# Short task:
Convert every line of the data below into a JSON array of strings, one string per line, and omit any blank lines.

# Given records:

************

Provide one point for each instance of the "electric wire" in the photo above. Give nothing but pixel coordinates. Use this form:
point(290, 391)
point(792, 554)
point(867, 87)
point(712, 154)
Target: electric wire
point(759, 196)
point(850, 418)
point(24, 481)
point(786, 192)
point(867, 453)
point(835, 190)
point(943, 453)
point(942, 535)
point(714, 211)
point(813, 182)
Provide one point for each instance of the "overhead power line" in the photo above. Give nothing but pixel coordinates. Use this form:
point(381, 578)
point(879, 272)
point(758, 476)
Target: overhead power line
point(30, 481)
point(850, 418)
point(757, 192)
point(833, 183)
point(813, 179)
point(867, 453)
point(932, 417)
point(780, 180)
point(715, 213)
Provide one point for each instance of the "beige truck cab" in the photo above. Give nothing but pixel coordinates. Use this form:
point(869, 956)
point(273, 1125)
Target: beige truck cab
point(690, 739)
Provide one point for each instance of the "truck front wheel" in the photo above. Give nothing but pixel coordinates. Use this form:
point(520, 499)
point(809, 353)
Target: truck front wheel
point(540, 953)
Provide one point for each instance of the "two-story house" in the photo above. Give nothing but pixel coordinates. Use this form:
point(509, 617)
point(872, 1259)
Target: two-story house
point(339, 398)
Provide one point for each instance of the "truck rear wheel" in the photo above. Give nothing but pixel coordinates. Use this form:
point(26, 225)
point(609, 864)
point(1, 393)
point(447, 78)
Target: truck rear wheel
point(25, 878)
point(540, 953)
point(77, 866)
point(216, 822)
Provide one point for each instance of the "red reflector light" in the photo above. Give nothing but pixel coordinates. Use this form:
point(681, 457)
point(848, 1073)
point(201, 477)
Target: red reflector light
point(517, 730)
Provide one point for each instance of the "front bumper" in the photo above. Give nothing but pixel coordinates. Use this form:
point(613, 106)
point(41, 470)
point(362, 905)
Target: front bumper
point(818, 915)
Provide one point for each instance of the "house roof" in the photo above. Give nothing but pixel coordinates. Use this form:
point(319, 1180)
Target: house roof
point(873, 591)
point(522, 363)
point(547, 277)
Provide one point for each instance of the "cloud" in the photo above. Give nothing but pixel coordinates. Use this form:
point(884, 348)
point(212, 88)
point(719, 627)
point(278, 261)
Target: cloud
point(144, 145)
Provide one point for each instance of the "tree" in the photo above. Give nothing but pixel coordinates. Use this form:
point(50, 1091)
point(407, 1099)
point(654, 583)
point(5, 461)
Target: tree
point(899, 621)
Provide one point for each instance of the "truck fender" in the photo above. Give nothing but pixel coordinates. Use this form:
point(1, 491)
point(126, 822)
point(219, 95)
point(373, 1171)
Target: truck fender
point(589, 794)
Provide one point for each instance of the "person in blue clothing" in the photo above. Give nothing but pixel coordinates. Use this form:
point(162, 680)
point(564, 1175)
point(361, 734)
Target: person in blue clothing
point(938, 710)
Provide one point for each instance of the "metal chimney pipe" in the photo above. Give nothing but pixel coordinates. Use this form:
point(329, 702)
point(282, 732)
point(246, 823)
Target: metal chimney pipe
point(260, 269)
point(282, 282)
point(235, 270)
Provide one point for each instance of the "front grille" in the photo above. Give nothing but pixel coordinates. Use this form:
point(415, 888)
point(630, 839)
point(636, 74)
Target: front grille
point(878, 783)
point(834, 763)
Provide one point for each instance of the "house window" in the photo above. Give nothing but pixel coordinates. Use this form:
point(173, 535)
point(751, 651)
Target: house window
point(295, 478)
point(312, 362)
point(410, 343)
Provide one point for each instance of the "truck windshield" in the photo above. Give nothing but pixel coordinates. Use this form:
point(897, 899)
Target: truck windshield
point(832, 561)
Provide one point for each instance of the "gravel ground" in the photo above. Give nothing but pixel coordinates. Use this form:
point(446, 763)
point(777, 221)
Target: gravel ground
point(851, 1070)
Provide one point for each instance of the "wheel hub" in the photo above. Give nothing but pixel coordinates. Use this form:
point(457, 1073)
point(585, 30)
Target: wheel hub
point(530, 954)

************

# Answer in full:
[
  "Provide one point for each instance of the \"electric wire\" in the photo above. Give nothing but pixel coordinates. Use this form:",
  "point(290, 391)",
  "point(792, 554)",
  "point(867, 87)",
  "point(712, 154)",
  "Target: electric wire",
  "point(759, 196)",
  "point(850, 418)",
  "point(24, 481)",
  "point(786, 192)",
  "point(867, 453)",
  "point(835, 190)",
  "point(943, 453)",
  "point(942, 535)",
  "point(714, 211)",
  "point(813, 182)",
  "Provide one point for each instance of the \"overhead power line\" in the photo above. Give nothing but pixel coordinates. Use this form:",
  "point(381, 578)",
  "point(879, 272)",
  "point(758, 476)",
  "Target: overhead power line",
  "point(30, 481)",
  "point(850, 418)",
  "point(757, 192)",
  "point(833, 183)",
  "point(813, 179)",
  "point(867, 453)",
  "point(932, 417)",
  "point(780, 180)",
  "point(715, 213)",
  "Provide one point for each instance of the \"beige truck cab\" in the photo above. Give nothing but pixel coordinates. Use this form:",
  "point(869, 956)",
  "point(273, 1125)",
  "Target: beige truck cab",
  "point(690, 739)",
  "Provide one point for each instance of the \"truck front wheel\" in the photo above. Give nothing but pixel coordinates. Use this form:",
  "point(520, 499)",
  "point(809, 353)",
  "Target: truck front wheel",
  "point(540, 953)",
  "Provide one point for each instance of the \"two-story house\" in the photo above. Give nothing but pixel coordinates. Use this form:",
  "point(509, 617)",
  "point(872, 1259)",
  "Target: two-story house",
  "point(339, 398)",
  "Provide one point for each instance of the \"truck rear wheel\" in the photo above. Give nothing but pixel coordinates. Use this form:",
  "point(26, 225)",
  "point(609, 864)",
  "point(1, 393)",
  "point(447, 78)",
  "Target: truck rear wheel",
  "point(25, 878)",
  "point(540, 953)",
  "point(77, 866)",
  "point(216, 822)",
  "Provide one point for each instance of the \"red reflector light\" in the photo above. Give nothing but pixel coordinates. Use this form:",
  "point(681, 457)",
  "point(848, 1073)",
  "point(201, 477)",
  "Target: red reflector light",
  "point(517, 730)",
  "Provide one point for each instance of the \"front bumper\" in the photo above. Give nothing but pixel coordinates. Use this form:",
  "point(613, 106)",
  "point(41, 470)",
  "point(362, 905)",
  "Target: front bumper",
  "point(818, 915)",
  "Provide one point for each instance of the \"house roof\" in the photo above. Give nothing but pixel coordinates. Use this form:",
  "point(319, 1180)",
  "Target: house roof",
  "point(873, 591)",
  "point(522, 363)",
  "point(547, 277)",
  "Provide one point for each instance of the \"cloud\" in the photo above. Give nothing but pixel coordinates. Use this form:",
  "point(884, 348)",
  "point(212, 88)",
  "point(719, 627)",
  "point(278, 261)",
  "Target: cloud",
  "point(144, 145)",
  "Provide one point for each instance of the \"tree\" in the photo above. Give nothing but pixel coordinates. Use this form:",
  "point(50, 1091)",
  "point(407, 1099)",
  "point(654, 583)",
  "point(5, 461)",
  "Target: tree",
  "point(899, 621)",
  "Provide one point for each instance of the \"truck fender\" in the photo above. Give nothing but pixel coordinates. Use this form:",
  "point(1, 491)",
  "point(126, 822)",
  "point(219, 95)",
  "point(373, 1171)",
  "Target: truck fender",
  "point(589, 794)",
  "Provide one point for each instance of the \"person in blue clothing\" in the photo above. Give nothing but pixel coordinates. Use this form:",
  "point(162, 680)",
  "point(564, 1175)",
  "point(361, 734)",
  "Target: person in blue clothing",
  "point(938, 710)",
  "Provide one point for each instance of the \"metal chimney pipe\" in the photo above. Give nothing but pixel coordinates. Use this form:",
  "point(329, 702)",
  "point(282, 732)",
  "point(246, 823)",
  "Target: metal chimney pipe",
  "point(260, 269)",
  "point(282, 282)",
  "point(235, 270)",
  "Provide one point for each instance of the \"front grille\" in the photo above. Give nothing but pixel coordinates. Use this form:",
  "point(415, 888)",
  "point(630, 839)",
  "point(636, 74)",
  "Target: front grille",
  "point(878, 783)",
  "point(834, 763)",
  "Provide one point for each instance of the \"house window\" in the photo above. Give nothing but pixel coordinates. Use this form:",
  "point(173, 535)",
  "point(751, 651)",
  "Target: house window",
  "point(295, 478)",
  "point(312, 362)",
  "point(410, 343)",
  "Provide one point for each instance of the \"truck windshield\" in the photo above. Give nothing but pixel coordinates. Use this form:",
  "point(897, 899)",
  "Target: truck windshield",
  "point(832, 561)",
  "Provide one point for each instance of the \"gravel ground\" in the photo above. Give nothing but pixel coordinates. Use this form:",
  "point(446, 763)",
  "point(777, 221)",
  "Target: gravel ground",
  "point(851, 1070)",
  "Provide one point for each instance of the \"wheel hub\" in the photo above. Give nothing but pixel coordinates. Use this form:",
  "point(457, 1073)",
  "point(585, 30)",
  "Target: wheel hub",
  "point(530, 954)"
]